- **Do this**:
Rewrite the data below, replacing "thick branch" with "heavy limb" wherever it occurs. Leave all other text and values unchanged.
··· Supplied records
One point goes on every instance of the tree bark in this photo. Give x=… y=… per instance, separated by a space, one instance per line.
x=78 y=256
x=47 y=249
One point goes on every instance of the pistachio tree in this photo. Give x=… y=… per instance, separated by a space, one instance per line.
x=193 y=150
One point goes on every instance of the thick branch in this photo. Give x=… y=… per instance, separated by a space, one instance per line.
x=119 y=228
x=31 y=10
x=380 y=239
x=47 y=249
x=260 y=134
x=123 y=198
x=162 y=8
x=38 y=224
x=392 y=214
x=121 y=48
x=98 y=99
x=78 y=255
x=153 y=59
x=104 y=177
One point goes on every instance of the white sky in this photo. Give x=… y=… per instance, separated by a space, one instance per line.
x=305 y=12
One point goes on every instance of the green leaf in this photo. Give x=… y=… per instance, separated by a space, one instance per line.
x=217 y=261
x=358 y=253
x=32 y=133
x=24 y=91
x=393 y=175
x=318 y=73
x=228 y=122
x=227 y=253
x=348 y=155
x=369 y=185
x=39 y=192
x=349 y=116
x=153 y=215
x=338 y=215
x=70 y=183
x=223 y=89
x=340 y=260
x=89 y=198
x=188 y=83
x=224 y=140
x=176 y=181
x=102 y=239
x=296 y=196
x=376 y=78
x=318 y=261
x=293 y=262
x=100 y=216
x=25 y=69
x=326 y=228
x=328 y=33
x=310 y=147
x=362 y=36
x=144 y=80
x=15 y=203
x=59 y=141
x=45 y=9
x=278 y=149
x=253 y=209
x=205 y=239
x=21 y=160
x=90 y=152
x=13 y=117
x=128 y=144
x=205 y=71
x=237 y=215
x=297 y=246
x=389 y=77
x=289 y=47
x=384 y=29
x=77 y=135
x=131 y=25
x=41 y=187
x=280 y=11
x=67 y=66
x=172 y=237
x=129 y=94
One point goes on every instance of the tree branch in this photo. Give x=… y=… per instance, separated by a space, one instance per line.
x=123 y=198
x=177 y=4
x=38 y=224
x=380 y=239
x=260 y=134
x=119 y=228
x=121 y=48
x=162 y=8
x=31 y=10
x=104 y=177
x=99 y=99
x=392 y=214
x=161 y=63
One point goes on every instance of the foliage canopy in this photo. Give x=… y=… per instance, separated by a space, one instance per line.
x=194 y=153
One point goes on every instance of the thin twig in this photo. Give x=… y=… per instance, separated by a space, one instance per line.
······
- **Final result**:
One point goes on every instance of the tree bark in this photo. Give x=… y=… per instance, separated by a space, one instance per line.
x=78 y=256
x=47 y=249
One point goes on every instance of the pistachio tree in this photo. Give x=… y=… per instance, separated by a space, one instance per line.
x=193 y=150
One point goes on every instance of the heavy limb in this photo. Give x=… y=… per instance, separated by a space, one instance per line.
x=119 y=228
x=31 y=10
x=380 y=239
x=47 y=249
x=260 y=134
x=123 y=198
x=162 y=8
x=38 y=224
x=392 y=214
x=121 y=48
x=98 y=99
x=78 y=255
x=153 y=59
x=104 y=177
One point goes on every instance of the white sky in this photo. Give x=… y=… per instance, separated by a space, one instance per line.
x=305 y=12
One point goes on every instance of the green leaf in this photo. Give x=… y=… per instance, separated by a space, one instance per line.
x=217 y=261
x=358 y=253
x=32 y=133
x=24 y=91
x=393 y=175
x=318 y=73
x=228 y=122
x=227 y=253
x=348 y=155
x=369 y=185
x=39 y=192
x=349 y=116
x=153 y=215
x=338 y=215
x=70 y=183
x=223 y=89
x=340 y=260
x=89 y=198
x=188 y=83
x=224 y=140
x=176 y=181
x=102 y=239
x=296 y=196
x=376 y=78
x=318 y=261
x=293 y=262
x=100 y=216
x=25 y=69
x=326 y=228
x=328 y=33
x=310 y=147
x=362 y=36
x=144 y=80
x=15 y=203
x=59 y=141
x=45 y=9
x=278 y=149
x=253 y=209
x=205 y=239
x=21 y=160
x=90 y=152
x=13 y=117
x=128 y=144
x=205 y=71
x=237 y=215
x=297 y=246
x=389 y=77
x=289 y=47
x=384 y=29
x=77 y=135
x=131 y=25
x=41 y=187
x=280 y=11
x=67 y=66
x=172 y=237
x=129 y=94
One point goes on every instance of the tree branch in this photo. Give x=… y=… per instance, separated by a space, one instance per line.
x=123 y=198
x=177 y=4
x=38 y=224
x=380 y=239
x=260 y=134
x=119 y=228
x=121 y=48
x=162 y=8
x=31 y=10
x=104 y=177
x=99 y=99
x=392 y=214
x=161 y=63
One point goes on every instance of the foliage canopy in this photo. Give x=… y=… per instance, separated by a space, one instance per line.
x=194 y=153
One point goes on every instance of the thin twig in this photo. Give x=… y=… per instance, separated by a space, one instance per line.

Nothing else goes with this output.